======== TEXT SECTION
I run jetlube AP5. It contains moly won't melt won't drip won't burn. Good to minus 18 and cheap about 15 bucks for a 750 ml tube. I've been running the same tube for close to 6 years on 8 plus guns and I haven't used nearly half the tube.

TDC
 
im cheap. i use high temp wheel bearing grease :D, so far without any problems. james yeager recomends it for ar15's, i use it in my ar's and pistols.
 
Didn't we just have this conversation? As I recall, a 60/40 mix of cat snot and Vagisil is what most people are using.
 
Yeah, after some searching I found some other helpful threads. Seems people are overlooking the max operating temp aspect. If you're applying lube to areas other than the slide rails, i.e. certain areas of the barrel (where the slide contacts it) you would want a high temp grease. For that, I don't think lubriplate has the temperature range neccessary. A high temp grease designed for sliding surfaces would be desireable I would think; but I'm not a lubricants engineer :). Thanks for the suggestion of AP5.
 
I use hydraulic oil abundantly smothered on moving parts. It is designed to withstand the high temperature encountered in hydraulic systems that do generate lots of heat and flow through rubber hoses... so this is good that it doesn't seem to damage plastic components(grips) and it flows decently in colder (loosely speaking) weather although if you are able to enjoy the range near zero farenheit, this oil probably wouldn't work best on small moving parts, certainly not near a firing pin. It is a decent lubricant as well, otherwise it would be a lousy fluid for hydraulic systems. AND it's not very expensive: Last 20 liter pail I bought was around 40... most recently I bought hy-tran (for tractor differentials/hydraulic as the reservoir in the John Deere is the giant rear axle pot.) and this costs more but still under 70 for the pail. 70/20 equals $3.50 a liter.

I use it on all my guns; pistols, revolvers, rifles etc. with no problems. The rails on my pistols show a little wear in the finish mostly at the front tips(Beretta 92) on the alloy frame and the usual lines on the outside of any autoloader barrel.(said gun doesn't experience this) The only trouble with "clean gun then drown in oil" is that especially in 22LR, the burnt powder and gases spilled into the chamber of the auto-loader does get lodged in the oil.
 
High temps are a reality if you shoot a lot. Melting plastic handguards on a rifle is not difficult.

TDC

I know that, but the lubrication requirements for most guns are extremely minimal. I could clean all the lube off one of my 1911's and run 500 rounds through with no issues and only slightly more wear than with lube. The vast majority of spots only need a slight film of lube to work flawlessly. All extra lube does is attract dirt, gum up with fouling and get sticky in cold weather.


Mark
 
I know that, but the lubrication requirements for most guns are extremely minimal. I could clean all the lube off one of my 1911's and run 500 rounds through with no issues and only slightly more wear than with lube. The vast majority of spots only need a slight film of lube to work flawlessly. All extra lube does is attract dirt, gum up with fouling and get sticky in cold weather.


Mark

What he said +++ Not to mention the wear grit and grime causes.
================
======== LISTING
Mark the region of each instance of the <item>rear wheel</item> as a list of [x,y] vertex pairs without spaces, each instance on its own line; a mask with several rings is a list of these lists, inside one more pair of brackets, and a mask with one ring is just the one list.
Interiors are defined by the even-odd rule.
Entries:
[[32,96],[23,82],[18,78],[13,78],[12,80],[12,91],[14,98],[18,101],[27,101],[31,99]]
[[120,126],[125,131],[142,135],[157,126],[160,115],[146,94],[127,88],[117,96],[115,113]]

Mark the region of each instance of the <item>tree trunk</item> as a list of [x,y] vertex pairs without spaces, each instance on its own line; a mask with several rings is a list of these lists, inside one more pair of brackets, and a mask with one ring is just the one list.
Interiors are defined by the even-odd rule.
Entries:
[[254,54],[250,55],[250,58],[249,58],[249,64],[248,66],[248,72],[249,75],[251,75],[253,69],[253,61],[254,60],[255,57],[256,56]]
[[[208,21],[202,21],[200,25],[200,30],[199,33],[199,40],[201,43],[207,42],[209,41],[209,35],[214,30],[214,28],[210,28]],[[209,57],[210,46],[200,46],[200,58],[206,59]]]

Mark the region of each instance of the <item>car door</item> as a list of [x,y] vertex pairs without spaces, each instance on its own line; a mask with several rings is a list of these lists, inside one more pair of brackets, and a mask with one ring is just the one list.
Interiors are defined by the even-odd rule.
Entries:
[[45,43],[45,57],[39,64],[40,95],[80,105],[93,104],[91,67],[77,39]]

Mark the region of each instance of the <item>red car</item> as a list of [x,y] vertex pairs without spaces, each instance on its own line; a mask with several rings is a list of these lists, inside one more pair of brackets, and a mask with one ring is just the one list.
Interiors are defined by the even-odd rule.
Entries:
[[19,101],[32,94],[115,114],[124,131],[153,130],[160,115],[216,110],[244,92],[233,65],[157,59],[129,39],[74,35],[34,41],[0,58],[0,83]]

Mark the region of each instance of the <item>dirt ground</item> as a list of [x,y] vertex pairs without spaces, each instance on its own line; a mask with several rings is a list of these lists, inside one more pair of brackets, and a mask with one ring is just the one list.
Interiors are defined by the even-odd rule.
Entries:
================
======== LISTING
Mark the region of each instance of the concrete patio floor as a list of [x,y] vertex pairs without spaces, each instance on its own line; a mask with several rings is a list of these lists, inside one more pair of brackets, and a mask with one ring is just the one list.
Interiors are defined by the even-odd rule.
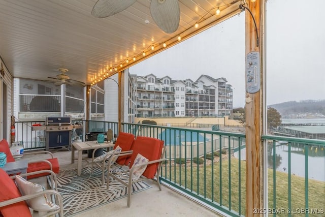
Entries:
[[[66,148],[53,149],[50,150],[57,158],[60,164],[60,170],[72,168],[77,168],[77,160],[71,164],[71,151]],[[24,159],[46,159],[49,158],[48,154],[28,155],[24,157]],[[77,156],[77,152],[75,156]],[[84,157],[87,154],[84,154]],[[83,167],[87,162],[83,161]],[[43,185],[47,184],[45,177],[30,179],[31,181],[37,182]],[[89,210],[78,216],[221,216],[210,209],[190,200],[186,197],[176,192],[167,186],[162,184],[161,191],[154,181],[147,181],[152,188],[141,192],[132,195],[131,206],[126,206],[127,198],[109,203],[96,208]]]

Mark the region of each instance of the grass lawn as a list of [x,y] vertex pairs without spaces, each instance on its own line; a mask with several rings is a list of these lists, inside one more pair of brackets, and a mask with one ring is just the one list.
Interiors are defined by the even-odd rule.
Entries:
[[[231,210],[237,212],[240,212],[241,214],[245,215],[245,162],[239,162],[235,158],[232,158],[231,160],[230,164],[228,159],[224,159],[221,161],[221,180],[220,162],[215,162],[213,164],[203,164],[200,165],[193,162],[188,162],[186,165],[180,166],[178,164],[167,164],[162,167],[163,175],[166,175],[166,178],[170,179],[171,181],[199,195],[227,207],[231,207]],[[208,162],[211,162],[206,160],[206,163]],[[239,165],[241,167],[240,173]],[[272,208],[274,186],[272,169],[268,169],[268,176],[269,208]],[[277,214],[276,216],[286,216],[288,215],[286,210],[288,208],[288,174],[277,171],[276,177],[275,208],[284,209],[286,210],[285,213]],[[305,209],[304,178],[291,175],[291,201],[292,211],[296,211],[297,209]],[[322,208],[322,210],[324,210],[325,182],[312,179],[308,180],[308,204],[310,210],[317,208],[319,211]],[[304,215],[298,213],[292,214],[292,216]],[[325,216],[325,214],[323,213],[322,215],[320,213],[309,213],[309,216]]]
================
→ **JOBS**:
- a) In the gun lubrication thread, roughly what does a 750 ml tube of Jetlube AP5 cost?
- b) Carry on the gun lubrication thread past its final post by writing the next reply.

→ **RESPONSES TO THE TASKS**:
- a) About 15 bucks.

- b)
Take Care

Bob
 
I know that, but the lubrication requirements for most guns are extremely minimal. I could clean all the lube off one of my 1911's and run 500 rounds through with no issues and only slightly more wear than with lube. The vast majority of spots only need a slight film of lube to work flawlessly. All extra lube does is attract dirt, gum up with fouling and get sticky in cold weather.


Mark

If you can have the benefit if high heat tolerance in your lube than why not? As for excessive lube I have yet to see a firearm fail due to over lubrication. I've seen many fail due to under lubrication. No lubricant actively attracts anything. Wet surfaces tend to collect debris more than dry ones. That being said a well lubricated surface will aid in keeping debris from collecting on surfaces and/or increasing friction and possibly causing a stoppage. The fact remains that grease is still superior to oil for its ability to remain in place once applied.

TDC
 
"lite" versioon of (Slide Guide) is awesome in the cold weather, recently got some VERY impressed. You only need to use very very small amount to make a difference. Like Gunzilla it doesent seem to attrict grit and so fourth.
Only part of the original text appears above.